YOUR GOAL: Exact wording is required for every entry; transcribe all of them and leave the images out.

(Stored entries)
<<<<
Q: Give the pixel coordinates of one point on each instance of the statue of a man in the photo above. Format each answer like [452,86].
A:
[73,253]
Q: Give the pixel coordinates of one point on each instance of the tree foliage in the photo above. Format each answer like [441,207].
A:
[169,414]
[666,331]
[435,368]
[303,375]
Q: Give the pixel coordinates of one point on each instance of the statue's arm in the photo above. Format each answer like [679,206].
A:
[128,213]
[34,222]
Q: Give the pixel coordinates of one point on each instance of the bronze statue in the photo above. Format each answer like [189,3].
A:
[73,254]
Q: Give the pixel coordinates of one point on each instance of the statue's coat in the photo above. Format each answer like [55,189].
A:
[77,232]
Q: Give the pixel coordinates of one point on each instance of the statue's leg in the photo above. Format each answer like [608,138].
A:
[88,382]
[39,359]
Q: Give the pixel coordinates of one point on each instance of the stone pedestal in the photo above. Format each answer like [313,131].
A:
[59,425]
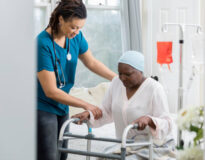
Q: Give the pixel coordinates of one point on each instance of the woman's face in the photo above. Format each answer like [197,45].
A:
[71,27]
[129,76]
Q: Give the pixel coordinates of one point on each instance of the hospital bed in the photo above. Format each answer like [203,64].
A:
[89,137]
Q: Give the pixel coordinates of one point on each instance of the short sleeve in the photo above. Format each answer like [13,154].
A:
[83,44]
[44,58]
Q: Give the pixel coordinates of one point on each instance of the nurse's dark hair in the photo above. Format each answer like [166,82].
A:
[68,9]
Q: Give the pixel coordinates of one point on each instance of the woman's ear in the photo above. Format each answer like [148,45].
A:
[61,20]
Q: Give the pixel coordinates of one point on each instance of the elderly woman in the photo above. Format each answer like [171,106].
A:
[133,98]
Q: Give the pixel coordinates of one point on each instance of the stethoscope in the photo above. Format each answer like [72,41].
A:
[69,57]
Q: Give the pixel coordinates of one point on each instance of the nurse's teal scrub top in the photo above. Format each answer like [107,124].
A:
[46,61]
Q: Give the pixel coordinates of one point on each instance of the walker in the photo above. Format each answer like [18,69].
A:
[124,142]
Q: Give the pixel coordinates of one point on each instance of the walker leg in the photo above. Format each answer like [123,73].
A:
[150,152]
[123,153]
[60,144]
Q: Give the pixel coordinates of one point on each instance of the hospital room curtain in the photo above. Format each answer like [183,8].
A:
[131,25]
>>>>
WRITTEN SOLUTION:
Q: Give the pixel coordinates of one point on each instance of the statue of a man in the photo above. Format each answer like [452,86].
A:
[73,253]
Q: Give the pixel coordinates of one point on each instance of the tree foliage in the photo above. Format each answer like [441,207].
A:
[169,414]
[666,331]
[435,368]
[303,375]
Q: Give the pixel coordinates of one point on each instance of the statue's arm in the photo above. Format each answer like [679,206].
A:
[128,213]
[34,222]
Q: Give the pixel coordinates of one point on each instance of the bronze statue in the photo above. Format each answer like [189,3].
A:
[73,254]
Q: Give the pixel coordinates of one point on each instance of the statue's coat in the photo above. Format each answer like [55,189].
A:
[77,232]
Q: Give the pixel coordinates of one point on each instance of the statue's leg in the photo above. Format each answer like [608,138].
A:
[88,382]
[39,359]
Q: Give the pixel coordinates of one point on each instance of the stone pedestal in the photo above. Format each answer like [313,131].
A:
[59,425]
Q: Give the pixel coordinates of one point on each instance of the woman's face in the photo above. Format each answer like [197,45].
A:
[71,27]
[129,76]
Q: Give the pixel coordinates of one point on each instance of the hospital bed in the photo above. Format each answer like [203,64].
A:
[89,137]
Q: Give the pixel coordinates of one point on each instance of the short sleeve in the photo above. Format each answer like [13,154].
A:
[83,44]
[44,58]
Q: Give the pixel coordinates of one point on each instance of the nurse's dark hair in the photo above. Format each answer like [166,82].
A:
[68,9]
Q: Give the pixel coordinates of one point on each instance of the woman's ear in the photo above. Format each answer like [148,45].
A:
[61,20]
Q: Give the pixel coordinates of one point on each instance of the elderly woman in the photo above. Format each answer like [171,106].
A:
[133,98]
Q: Give the pixel coordinates of one point on each instance of the stethoscope in the photo above. Format each answer like [72,41].
A:
[69,57]
Q: Give the pixel coordinates of one point on each instance of the nurse's teal scrub top in the photo above. Format each answer like [107,124].
A:
[46,61]
Q: Give the pixel coordinates of one point on each instance of the walker in the photo above. Format each answer like [18,69].
A:
[124,142]
Q: Give the pixel coordinates of one point on each instance of the walker leg in the photo above. Format each answer like [123,73].
A:
[150,152]
[123,153]
[60,144]
Q: Give the pixel coordinates of one point on each instance of the hospital room curtain in the photo above. Format each answer like [183,8].
A:
[131,25]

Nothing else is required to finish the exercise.